◆ **Données recueillies**:
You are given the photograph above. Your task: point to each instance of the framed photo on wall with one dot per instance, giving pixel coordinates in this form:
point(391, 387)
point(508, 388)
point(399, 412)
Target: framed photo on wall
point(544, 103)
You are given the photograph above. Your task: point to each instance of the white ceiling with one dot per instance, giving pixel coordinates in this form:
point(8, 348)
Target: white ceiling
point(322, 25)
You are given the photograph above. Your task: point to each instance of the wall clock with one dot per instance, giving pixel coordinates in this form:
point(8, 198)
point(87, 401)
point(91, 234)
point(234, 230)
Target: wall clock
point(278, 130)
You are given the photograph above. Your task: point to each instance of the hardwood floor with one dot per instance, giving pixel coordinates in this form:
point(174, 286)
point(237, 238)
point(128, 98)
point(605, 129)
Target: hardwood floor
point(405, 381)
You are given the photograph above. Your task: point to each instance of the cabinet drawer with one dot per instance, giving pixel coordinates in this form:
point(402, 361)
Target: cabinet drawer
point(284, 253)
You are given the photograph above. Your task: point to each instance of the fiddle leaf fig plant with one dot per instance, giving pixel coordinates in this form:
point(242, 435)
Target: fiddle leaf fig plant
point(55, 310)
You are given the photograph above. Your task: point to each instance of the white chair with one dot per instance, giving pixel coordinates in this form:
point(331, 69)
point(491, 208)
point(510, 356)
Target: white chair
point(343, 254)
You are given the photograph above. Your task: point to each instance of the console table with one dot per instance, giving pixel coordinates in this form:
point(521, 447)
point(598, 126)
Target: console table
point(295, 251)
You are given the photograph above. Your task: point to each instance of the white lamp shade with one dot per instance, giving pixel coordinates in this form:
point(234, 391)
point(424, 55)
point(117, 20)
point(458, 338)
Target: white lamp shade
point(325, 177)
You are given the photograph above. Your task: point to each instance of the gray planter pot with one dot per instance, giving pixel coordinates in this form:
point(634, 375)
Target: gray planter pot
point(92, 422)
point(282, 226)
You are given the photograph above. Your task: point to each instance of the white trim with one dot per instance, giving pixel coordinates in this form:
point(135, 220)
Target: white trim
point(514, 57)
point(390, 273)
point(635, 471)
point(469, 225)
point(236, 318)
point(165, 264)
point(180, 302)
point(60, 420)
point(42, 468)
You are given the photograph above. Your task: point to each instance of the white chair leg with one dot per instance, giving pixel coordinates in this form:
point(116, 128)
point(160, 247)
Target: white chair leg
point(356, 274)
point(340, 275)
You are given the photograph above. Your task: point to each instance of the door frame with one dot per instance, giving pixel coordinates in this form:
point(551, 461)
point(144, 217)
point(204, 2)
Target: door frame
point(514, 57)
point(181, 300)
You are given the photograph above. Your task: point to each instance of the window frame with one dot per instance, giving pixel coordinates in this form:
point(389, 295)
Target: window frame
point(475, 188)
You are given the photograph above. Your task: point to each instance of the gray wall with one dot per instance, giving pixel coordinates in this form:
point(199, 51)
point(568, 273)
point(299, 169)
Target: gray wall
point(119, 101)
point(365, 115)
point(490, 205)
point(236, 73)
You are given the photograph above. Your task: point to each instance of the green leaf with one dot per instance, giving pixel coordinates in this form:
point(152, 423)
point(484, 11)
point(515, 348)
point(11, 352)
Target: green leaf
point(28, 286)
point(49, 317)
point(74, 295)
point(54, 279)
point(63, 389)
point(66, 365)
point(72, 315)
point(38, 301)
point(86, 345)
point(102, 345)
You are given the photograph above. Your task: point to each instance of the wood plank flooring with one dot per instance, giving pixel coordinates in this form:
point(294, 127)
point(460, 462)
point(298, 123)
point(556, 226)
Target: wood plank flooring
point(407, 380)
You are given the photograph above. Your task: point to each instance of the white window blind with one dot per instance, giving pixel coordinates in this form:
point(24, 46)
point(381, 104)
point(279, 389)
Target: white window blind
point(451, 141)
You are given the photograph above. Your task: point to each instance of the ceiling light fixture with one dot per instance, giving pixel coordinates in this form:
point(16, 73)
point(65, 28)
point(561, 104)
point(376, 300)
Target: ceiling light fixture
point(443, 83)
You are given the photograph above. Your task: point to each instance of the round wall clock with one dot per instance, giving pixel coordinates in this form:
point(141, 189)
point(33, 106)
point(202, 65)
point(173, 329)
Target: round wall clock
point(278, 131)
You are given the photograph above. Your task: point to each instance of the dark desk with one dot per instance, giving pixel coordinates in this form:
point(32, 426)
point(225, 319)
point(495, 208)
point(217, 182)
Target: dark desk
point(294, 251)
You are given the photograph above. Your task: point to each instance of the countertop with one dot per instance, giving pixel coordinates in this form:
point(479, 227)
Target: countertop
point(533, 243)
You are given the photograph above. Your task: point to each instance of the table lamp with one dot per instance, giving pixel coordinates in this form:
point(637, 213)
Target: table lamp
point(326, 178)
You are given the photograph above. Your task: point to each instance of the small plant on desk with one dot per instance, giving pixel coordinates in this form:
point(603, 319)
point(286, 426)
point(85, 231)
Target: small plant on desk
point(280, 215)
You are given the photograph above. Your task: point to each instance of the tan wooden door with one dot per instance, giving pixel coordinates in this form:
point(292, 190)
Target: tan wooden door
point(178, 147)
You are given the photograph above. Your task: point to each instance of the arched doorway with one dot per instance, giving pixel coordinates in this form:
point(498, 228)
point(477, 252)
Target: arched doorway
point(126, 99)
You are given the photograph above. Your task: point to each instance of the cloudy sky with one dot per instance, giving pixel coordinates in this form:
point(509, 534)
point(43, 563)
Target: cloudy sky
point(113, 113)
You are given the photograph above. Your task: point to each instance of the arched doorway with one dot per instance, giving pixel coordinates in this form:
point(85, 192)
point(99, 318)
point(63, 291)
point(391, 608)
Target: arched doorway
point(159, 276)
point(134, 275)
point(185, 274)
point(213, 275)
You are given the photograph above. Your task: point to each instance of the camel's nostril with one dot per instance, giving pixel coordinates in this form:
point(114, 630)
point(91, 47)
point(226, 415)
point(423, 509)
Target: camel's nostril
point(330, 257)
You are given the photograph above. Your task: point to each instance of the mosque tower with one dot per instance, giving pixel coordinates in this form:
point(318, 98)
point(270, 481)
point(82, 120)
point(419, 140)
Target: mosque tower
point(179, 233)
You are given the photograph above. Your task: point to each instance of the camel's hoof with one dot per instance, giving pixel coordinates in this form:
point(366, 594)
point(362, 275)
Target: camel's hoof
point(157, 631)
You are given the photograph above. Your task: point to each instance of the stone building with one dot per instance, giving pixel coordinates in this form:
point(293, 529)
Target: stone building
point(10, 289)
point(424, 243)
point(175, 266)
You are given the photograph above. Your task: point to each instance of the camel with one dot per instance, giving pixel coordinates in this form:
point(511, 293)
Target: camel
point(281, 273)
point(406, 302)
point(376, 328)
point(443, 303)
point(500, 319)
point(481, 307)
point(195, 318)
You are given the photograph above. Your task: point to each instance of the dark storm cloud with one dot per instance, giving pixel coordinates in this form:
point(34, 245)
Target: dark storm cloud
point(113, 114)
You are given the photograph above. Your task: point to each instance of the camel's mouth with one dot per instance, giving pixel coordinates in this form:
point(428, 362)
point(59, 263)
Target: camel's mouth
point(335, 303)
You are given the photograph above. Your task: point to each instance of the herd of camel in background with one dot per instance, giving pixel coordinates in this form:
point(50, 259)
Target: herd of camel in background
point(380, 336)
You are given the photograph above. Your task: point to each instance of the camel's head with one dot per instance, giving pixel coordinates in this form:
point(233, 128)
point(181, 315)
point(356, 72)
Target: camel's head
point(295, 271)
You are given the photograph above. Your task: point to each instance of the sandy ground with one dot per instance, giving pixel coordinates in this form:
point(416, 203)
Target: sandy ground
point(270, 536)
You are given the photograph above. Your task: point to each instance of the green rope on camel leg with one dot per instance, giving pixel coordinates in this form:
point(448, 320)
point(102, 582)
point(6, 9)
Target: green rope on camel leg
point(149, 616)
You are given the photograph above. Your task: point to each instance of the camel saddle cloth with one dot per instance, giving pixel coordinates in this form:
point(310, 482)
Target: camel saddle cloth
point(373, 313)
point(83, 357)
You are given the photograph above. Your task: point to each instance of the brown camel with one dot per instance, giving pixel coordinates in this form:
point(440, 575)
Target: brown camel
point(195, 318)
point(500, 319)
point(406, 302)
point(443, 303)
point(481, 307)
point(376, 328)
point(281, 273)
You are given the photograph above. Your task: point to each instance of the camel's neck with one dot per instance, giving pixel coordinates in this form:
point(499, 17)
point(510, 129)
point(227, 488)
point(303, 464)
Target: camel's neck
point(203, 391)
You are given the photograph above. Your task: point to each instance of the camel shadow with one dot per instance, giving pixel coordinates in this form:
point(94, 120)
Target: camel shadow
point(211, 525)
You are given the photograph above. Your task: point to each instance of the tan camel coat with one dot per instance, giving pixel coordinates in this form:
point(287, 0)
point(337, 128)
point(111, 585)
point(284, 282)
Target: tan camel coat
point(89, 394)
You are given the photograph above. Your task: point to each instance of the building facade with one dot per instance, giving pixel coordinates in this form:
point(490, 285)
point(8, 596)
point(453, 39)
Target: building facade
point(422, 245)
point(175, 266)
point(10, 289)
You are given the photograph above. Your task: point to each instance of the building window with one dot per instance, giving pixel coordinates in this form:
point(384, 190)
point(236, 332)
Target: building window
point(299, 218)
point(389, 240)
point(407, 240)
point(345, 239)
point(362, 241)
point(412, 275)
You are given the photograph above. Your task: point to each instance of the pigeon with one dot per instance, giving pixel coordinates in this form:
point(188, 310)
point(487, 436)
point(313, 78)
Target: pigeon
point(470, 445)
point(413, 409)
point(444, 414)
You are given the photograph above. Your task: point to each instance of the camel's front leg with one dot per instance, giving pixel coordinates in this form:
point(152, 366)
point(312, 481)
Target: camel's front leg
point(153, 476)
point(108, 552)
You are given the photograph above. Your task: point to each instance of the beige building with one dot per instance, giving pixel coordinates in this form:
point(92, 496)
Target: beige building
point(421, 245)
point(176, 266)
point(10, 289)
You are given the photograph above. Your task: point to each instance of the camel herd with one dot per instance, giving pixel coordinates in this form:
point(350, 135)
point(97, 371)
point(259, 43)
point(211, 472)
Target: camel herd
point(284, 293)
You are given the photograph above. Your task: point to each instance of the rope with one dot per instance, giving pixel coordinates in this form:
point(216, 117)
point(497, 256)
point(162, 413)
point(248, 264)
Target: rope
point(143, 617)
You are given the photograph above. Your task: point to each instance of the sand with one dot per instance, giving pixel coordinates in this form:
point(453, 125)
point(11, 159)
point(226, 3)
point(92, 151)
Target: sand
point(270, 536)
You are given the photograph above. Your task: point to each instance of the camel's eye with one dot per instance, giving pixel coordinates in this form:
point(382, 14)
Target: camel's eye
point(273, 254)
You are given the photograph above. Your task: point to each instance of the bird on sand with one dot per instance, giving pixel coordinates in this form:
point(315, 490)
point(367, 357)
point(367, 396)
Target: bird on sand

◆ **Objectif**:
Transcrivez, s'il vous plaît, le listing en une liste JSON de chaînes, du début jusqu'à la ligne contenant "point(295, 251)" incluse. Mettez une chaîne par ligne et omettez les lignes vides.

◆ **Exercice corrigé**:
[
  "You are given the photograph above. Your task: point to each instance of the framed photo on wall with one dot per instance, giving pixel coordinates in this form:",
  "point(391, 387)",
  "point(508, 388)",
  "point(399, 412)",
  "Target: framed photo on wall",
  "point(544, 103)",
  "You are given the photograph above. Your task: point to each instance of the white ceiling with one dot per instance, giving pixel coordinates in this form:",
  "point(8, 348)",
  "Target: white ceiling",
  "point(322, 25)",
  "You are given the photograph above. Your task: point to each instance of the wall clock with one dot per instance, giving pixel coordinates in this form:",
  "point(8, 198)",
  "point(87, 401)",
  "point(91, 234)",
  "point(234, 230)",
  "Target: wall clock",
  "point(278, 130)",
  "You are given the photograph above. Your task: point to each instance of the hardwood floor with one dot per instance, giving pixel coordinates in this form:",
  "point(174, 286)",
  "point(237, 238)",
  "point(128, 98)",
  "point(605, 129)",
  "Target: hardwood floor",
  "point(405, 381)",
  "You are given the photograph above. Your task: point to each instance of the cabinet drawer with one dot per instance, giving pixel coordinates in this form:",
  "point(402, 361)",
  "Target: cabinet drawer",
  "point(284, 253)",
  "You are given the photograph above. Your task: point to each instance of the fiddle leaf fig plant with one dot per instance, giving pixel coordinates in this form:",
  "point(242, 435)",
  "Target: fiddle leaf fig plant",
  "point(55, 310)",
  "You are given the photograph above. Your task: point to each instance of the white chair with one dot per instance, giving pixel coordinates in this form:",
  "point(331, 69)",
  "point(491, 208)",
  "point(510, 356)",
  "Target: white chair",
  "point(343, 254)",
  "You are given the photograph above. Your task: point to each instance of the console table with one dot per instance, giving pixel coordinates in this form:",
  "point(521, 447)",
  "point(598, 126)",
  "Target: console table",
  "point(295, 251)"
]